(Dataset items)
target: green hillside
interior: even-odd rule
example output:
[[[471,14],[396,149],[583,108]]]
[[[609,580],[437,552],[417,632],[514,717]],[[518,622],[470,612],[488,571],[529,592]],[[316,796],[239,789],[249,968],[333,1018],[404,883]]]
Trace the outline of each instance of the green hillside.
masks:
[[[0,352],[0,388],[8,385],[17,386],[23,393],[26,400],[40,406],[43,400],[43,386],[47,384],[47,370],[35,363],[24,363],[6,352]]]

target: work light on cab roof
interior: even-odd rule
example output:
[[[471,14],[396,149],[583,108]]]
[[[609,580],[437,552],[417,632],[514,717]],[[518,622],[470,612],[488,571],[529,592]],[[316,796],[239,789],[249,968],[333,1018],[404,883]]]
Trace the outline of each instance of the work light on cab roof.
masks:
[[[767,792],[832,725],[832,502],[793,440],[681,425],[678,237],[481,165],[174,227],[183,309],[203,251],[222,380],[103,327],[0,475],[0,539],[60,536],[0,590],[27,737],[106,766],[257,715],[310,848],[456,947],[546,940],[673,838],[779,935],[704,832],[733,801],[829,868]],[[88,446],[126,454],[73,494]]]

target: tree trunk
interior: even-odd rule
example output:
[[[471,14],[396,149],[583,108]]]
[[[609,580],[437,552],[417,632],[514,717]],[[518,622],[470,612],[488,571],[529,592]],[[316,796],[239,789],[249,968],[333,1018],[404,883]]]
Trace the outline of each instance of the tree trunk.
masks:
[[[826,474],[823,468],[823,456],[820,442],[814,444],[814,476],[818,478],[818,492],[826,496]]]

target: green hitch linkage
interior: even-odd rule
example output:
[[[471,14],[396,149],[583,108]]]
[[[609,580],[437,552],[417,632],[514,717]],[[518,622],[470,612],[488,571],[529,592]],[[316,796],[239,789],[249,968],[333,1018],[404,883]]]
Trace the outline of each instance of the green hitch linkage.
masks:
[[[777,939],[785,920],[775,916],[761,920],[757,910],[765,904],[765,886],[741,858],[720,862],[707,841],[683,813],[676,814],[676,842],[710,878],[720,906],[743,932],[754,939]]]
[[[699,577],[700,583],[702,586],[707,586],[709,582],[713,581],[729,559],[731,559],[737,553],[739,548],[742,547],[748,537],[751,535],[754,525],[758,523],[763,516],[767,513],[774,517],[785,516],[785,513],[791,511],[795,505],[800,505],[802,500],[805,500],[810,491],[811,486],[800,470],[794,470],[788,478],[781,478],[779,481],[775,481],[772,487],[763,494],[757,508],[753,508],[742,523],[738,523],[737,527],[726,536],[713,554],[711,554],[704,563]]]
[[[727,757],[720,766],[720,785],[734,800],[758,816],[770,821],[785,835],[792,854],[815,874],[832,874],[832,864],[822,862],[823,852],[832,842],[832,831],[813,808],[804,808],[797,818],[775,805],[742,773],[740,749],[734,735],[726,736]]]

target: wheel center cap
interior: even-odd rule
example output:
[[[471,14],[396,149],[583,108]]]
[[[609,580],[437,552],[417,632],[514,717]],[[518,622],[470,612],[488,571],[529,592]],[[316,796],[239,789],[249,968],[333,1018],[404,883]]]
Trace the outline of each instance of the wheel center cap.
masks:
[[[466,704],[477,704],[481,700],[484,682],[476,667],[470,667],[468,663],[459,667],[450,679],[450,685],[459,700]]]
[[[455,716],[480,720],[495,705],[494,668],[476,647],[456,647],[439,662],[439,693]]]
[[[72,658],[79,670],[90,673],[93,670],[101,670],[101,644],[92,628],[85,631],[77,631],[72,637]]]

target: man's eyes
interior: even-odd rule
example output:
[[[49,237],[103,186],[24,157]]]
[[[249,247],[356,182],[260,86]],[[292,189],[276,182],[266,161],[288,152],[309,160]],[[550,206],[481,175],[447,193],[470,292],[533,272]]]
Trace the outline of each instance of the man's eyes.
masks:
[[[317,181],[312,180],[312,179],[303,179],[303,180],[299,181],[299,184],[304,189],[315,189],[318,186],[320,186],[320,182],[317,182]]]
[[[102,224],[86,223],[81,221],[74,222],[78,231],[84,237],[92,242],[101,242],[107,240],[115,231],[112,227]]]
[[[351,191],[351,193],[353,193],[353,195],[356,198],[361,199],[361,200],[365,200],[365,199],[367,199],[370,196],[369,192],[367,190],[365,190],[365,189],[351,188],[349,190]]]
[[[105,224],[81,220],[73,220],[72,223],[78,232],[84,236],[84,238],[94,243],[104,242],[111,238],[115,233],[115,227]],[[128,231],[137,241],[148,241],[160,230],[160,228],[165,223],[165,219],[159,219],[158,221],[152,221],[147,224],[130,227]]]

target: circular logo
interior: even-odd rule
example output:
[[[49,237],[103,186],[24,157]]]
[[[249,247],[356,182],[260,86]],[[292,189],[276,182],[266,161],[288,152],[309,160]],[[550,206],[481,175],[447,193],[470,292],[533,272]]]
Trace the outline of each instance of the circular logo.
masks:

WHAT THE TASK ASKS: Count the lines in the records above that contain the string "logo". Reply with the number alone.

RESULT FOR THIS TASK: 2